WHAT TO DO: Quote the lines below verbatim, reproducing every character and line break without change.

DATA FOR PROCESSING:
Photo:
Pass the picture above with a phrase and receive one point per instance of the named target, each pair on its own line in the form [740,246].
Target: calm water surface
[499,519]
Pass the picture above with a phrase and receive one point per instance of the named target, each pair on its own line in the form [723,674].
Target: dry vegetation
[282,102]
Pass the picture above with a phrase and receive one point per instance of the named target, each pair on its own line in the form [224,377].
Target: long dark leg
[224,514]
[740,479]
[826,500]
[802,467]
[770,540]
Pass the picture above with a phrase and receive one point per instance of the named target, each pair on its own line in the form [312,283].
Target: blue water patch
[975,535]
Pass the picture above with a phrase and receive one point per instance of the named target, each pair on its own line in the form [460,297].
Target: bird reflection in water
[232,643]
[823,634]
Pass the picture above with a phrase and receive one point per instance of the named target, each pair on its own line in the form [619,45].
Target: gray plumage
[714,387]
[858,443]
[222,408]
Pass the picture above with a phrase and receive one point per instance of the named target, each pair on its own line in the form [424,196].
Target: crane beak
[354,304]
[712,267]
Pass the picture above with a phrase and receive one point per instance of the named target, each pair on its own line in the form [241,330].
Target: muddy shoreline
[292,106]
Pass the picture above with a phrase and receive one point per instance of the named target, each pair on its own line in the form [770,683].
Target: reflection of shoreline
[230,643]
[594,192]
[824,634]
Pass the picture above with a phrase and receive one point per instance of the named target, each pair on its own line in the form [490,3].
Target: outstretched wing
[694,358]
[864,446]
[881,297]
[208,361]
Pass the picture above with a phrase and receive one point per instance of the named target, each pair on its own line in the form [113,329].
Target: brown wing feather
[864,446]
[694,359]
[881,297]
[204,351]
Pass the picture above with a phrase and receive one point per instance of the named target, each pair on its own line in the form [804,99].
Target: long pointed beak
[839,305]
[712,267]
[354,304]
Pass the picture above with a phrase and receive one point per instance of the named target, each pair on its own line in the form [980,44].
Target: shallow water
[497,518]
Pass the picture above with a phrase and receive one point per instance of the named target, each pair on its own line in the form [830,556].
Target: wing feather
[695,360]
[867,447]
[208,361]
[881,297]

OUTPUT:
Photo:
Pass the picture above with a phrase and receive one point per instance of the named target, each pair on its own line in the form [740,246].
Target: calm water surface
[499,519]
Pass the picture above with a phrase and receive one point per instance of the named target, each pair on its own line in the form [723,674].
Target: dry vegetation
[282,102]
Pass the picture above with a phrase and receive one point per instance of the named target, each pair on its own line in the form [224,377].
Target: long dark leg
[224,514]
[740,479]
[826,500]
[802,467]
[770,540]
Pass the picture above with a phrase and receive one point per instance of the named target, each pair on its own line in the form [312,283].
Target: blue water patch
[975,535]
Pass the picture above with a phrase and receive one point per instance of the named target, each pair on its own line in the form [460,297].
Target: bird reflection in water
[232,643]
[823,634]
Pass the picture above with a phrase and receive one point per instance of the named target, each pair on its own line in the form [619,45].
Target: gray plumage
[714,387]
[858,443]
[222,408]
Pass the picture above with a phrase and receive one point per instance of the named target, each pair on its own line in the form [424,196].
Target: crane beak
[354,304]
[712,267]
Pass the picture above with a phrase and receive one point per instance of the named target, each pair on its own line in the form [241,330].
Target: muddy shoreline
[292,106]
Pass the picture above with a phrase and receive one point per instance of the named target, each pair on its own line in the form [770,683].
Target: reflection of shoreline
[230,643]
[594,192]
[824,634]
Pass the picture above with a phrase and receive one point per instance of the named target, each pair on its own line in the form [490,3].
Target: outstretched wing
[694,358]
[864,446]
[881,297]
[208,361]
Pass the picture above with a phrase and receive one point per instance of the named target, each pair on its own line in the form [113,329].
Target: brown wing feather
[864,446]
[694,359]
[881,297]
[204,351]
Pass the picture above with a phrase and receive one point per instance of the named target, each pair on its own line in the form [804,99].
Target: long pointed beak
[839,305]
[712,267]
[354,304]
Pass the picture above with a phrase and receive one point per instance of the named target, each pair on its own line in the form [980,44].
Target: shallow water
[497,518]
Pass the picture above with a phrase and receive one point per instance of the named target, each pair on its own line in the form [830,556].
Target: wing feather
[695,360]
[867,447]
[208,361]
[881,297]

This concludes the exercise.